_Text passage:_
This is timely, considering that I just posted about a site that is all about admiring post-pregnancy bodies, instead of surgically altering them.
The NYTimes has an article about “Mom Jobs” or post-pregnancy plastic surgery makeovers, with the goal of giving women their bodies “back.” What is our obsession with trying to avoid and evade change?
Aimed at mothers, it usually involves a trifecta: a breast lift with or without breast implants, a tummy tuck and some liposuction. The procedures are intended to hoist slackened skin as well as reduce stretch marks and pregnancy fat.
“The severe physical trauma of pregnancy, childbirth and breast-feeding can have profound negative effects that cause women to lose their hourglass figures,” he said. His practice, Marina Plastic Surgery Associates, maintains a Web site, amommymakeover.com, which describes the surgeries required to overhaul a postpregnancy body.
I don’t know about you all, but I’ve never had what could be described as an “hourglass” figure, and don’t particularly strive for one.
The article goes on to bring up the reasons why this trend could be problematic, including costs, stigmatizing mother’s bodies, and the risks associated with unnecessary surgeries.
Feministe brings up a good point though, that this is really only going to be an issue for the richest populations, since most women can’t afford a surgery that costs between $10,000 and $30,000 dollars. But I do think the statistics about the rise in plastic surgery are frightening, as well as the link to cesarean sections. Other countries with high plastic surgery cultures, like Brasil, also have extremely high c-section rates (almost 90% in some areas) and I don’t think that is a coincidence.
Thanks to Adam and Feministing for the link.

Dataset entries
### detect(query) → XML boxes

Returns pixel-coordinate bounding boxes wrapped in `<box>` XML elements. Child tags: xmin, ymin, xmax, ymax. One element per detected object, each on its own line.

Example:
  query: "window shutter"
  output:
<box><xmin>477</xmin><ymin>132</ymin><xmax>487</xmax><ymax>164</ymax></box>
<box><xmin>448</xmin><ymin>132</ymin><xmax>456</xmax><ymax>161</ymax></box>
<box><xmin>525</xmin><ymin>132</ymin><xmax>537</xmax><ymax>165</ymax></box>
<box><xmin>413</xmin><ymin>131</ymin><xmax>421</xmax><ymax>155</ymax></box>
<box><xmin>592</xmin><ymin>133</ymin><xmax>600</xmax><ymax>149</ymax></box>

_Description of the task:_
Please give the cost range that the blog post on post-pregnancy plastic surgery states for the surgery.

_Completed task:_
Between $10,000 and $30,000.